Problem:
Rescale the records below by writing out every line again, the requests included, with each point coordinate in the answers multiplied by 1.3 and rounded to the nearest whole number, halves rounded up. Leave the pictures out of your reply.
--- Start of The input ---
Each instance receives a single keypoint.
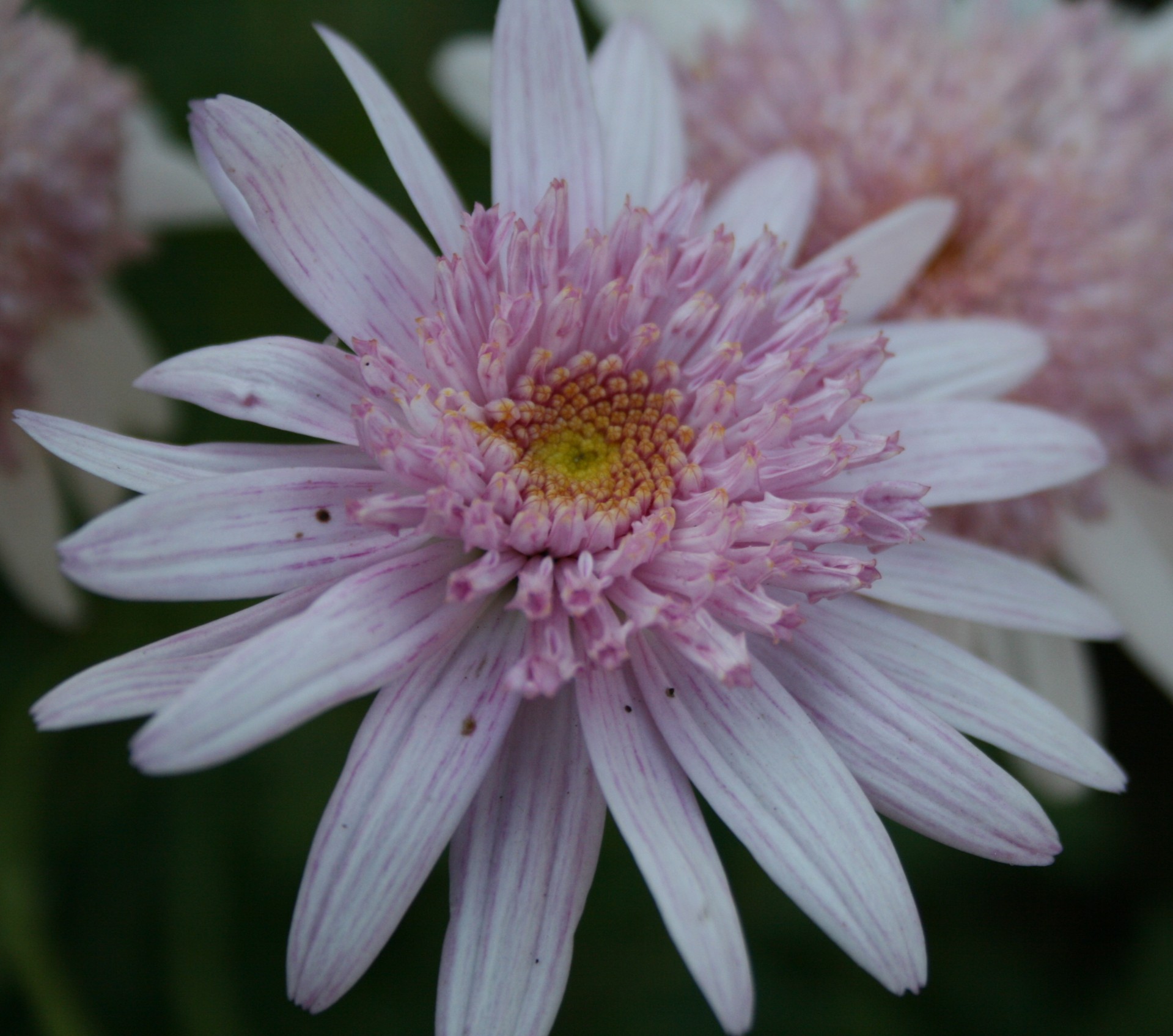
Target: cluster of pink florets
(1058, 149)
(709, 365)
(61, 226)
--- End of The input ---
Reply to the exercise:
Each instance receives a single keypoint.
Target: cluster of pink florets
(1375, 194)
(922, 475)
(79, 294)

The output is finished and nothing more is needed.